EXERCISE BRIEF: Send back the entries below exactly as they appear.
··· DATA FOR THIS EXERCISE ···
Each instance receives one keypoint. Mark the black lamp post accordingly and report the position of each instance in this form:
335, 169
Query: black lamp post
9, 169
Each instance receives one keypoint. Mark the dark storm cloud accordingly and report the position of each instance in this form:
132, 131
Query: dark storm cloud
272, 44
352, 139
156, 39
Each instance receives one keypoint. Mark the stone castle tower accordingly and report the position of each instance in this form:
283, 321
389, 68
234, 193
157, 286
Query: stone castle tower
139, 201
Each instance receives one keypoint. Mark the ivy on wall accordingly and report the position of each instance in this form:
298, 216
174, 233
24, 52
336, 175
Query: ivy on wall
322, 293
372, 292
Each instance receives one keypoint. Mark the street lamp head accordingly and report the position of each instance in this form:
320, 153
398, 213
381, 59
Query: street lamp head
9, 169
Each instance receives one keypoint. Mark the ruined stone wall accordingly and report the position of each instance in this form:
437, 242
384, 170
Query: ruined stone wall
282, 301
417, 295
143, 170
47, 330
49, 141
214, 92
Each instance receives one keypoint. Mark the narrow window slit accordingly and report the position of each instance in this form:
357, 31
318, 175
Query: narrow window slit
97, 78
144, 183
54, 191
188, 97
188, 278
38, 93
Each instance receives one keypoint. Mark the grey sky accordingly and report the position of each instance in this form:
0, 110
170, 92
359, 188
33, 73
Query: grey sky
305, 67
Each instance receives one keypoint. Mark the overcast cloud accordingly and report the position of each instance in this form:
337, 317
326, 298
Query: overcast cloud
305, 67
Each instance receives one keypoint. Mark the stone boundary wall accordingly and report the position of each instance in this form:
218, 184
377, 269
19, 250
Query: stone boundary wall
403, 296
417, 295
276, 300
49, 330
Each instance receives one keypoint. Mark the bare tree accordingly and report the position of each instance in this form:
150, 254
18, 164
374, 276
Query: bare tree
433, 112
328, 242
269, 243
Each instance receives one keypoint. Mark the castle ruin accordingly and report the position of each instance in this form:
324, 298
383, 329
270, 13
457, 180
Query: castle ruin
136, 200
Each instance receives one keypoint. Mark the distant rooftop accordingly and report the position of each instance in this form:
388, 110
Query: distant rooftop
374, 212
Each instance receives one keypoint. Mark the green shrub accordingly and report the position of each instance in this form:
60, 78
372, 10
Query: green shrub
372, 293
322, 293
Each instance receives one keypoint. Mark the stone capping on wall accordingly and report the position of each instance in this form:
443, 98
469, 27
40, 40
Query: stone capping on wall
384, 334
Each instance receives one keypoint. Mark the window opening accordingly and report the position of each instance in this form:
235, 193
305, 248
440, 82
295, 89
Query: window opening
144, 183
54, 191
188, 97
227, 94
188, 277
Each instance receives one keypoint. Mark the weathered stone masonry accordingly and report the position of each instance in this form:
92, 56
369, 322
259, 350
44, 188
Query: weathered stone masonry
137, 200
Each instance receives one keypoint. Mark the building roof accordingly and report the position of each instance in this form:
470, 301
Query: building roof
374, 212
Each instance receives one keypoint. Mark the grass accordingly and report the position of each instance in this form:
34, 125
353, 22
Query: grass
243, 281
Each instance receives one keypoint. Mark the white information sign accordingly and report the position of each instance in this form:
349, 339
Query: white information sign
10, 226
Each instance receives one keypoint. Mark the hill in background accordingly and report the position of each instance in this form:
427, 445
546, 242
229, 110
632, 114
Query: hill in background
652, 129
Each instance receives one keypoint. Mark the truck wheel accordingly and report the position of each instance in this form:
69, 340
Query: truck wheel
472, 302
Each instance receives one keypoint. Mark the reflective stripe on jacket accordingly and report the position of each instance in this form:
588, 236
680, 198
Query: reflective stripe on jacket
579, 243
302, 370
···
CORRECT ANSWER:
Each instance receives one keypoint. Mark the black lamp post accordingly and report the position of each instance in this form:
335, 169
Query: black lamp post
9, 169
Each instance receives one keypoint. Mark the dark storm cloud accordingly and report the position of each instance in this form:
132, 131
Query: dark storm cloud
272, 44
352, 139
156, 39
Each instance receives one keypoint. Mark the stone castle tower accordingly and report the position of each instance in this form:
283, 321
389, 68
234, 193
157, 286
Query: stone castle tower
139, 201
Each instance receives one keypoint. Mark the ivy on wall accordingly and report the position of each instance in this form:
298, 216
174, 233
24, 52
336, 175
Query: ivy on wall
322, 293
372, 292
Each instance receives one keypoint. Mark the street lamp head accordingly and report the position of each instance in this form:
320, 153
398, 213
381, 59
Query: street lamp head
9, 169
Each instance receives one keypoint. Mark the ruined stone wall accordingly and report the position of each instance in this form:
437, 242
384, 170
Query: ruined stone wall
282, 301
417, 295
143, 170
47, 330
49, 141
214, 92
Each instance receives one keypoint. Mark the narrow window slit accordingly and report the position of each instance in this form:
357, 31
318, 175
Query: narrow window slit
97, 78
144, 183
54, 191
188, 97
188, 278
38, 93
Each instance receives one keypoint. Mark the grey sky accordingly and report the position of each instance in this form:
0, 110
170, 92
359, 188
33, 73
Query: grey sky
305, 67
Each instance receives one keypoint. Mark the overcast cloud accordingly and report the position of each instance in this form:
337, 317
326, 298
Query: overcast cloud
305, 67
Each instance receives one keypoint. Mark the stone boundary wall accordingly and report the position of each instance in this form:
218, 184
377, 269
19, 250
Query: stone boundary wall
403, 296
417, 295
276, 300
49, 330
Each instance receives one keypoint. Mark the bare tree accordingly and report the position of each instance in this form:
150, 254
18, 164
374, 276
Query: bare tree
433, 112
328, 242
269, 243
Each instance receives one keypoint. Mark the castle ruin accordingly and report the position of each instance in this form:
324, 298
383, 329
270, 13
457, 180
Query: castle ruin
136, 200
Each instance receives one keypoint. Mark the distant rooftop accordingly and report the position of each instance in this form:
388, 110
Query: distant rooftop
374, 212
Each instance receives one keypoint. Mark the green shrub accordingly and report the position of each instance in this form:
60, 78
372, 10
Query: green shrub
372, 293
322, 293
Each instance receives one keypoint. Mark the stone capping on wall accordingly and report the position of each instance in this form:
443, 98
469, 27
40, 40
Query: stone capping on wall
384, 334
Each instance receives one keypoint. Mark the window opening accordingly and report the position of each instance in this form:
235, 193
305, 248
440, 82
295, 89
Query: window opening
144, 183
54, 191
188, 97
227, 94
188, 277
Each instance receives one keypoint. Mark the weathered stone masonry accordingly and report the position of each instance in this form:
92, 56
369, 322
259, 350
44, 188
Query: weathered stone masonry
137, 200
Each instance receives one keypoint. Mark the building roof accordingly and report the position of each instance in this form:
470, 301
Query: building roof
374, 212
Each instance receives one keypoint. Mark the grass accordingly and report the position of each instance in this form:
34, 125
353, 22
Query: grass
243, 281
Each instance receives one keypoint. Mark the white information sign accordingly and report the position of each instance in this form:
349, 339
Query: white information sign
10, 226
Each instance receives one keypoint. Mark the hill in background accordingly and report the position of each instance in this form:
427, 445
546, 242
229, 110
632, 114
Query: hill in background
652, 129
Each instance receives one keypoint. Mark the truck wheel accordingly and report the position of each instance in this form:
69, 340
Query: truck wheel
472, 302
Each instance receives one keypoint. Mark the reflective stripe on jacket accordingly and report the position of each instance in this form:
588, 236
680, 198
Query: reflective stripe on jacket
579, 243
302, 370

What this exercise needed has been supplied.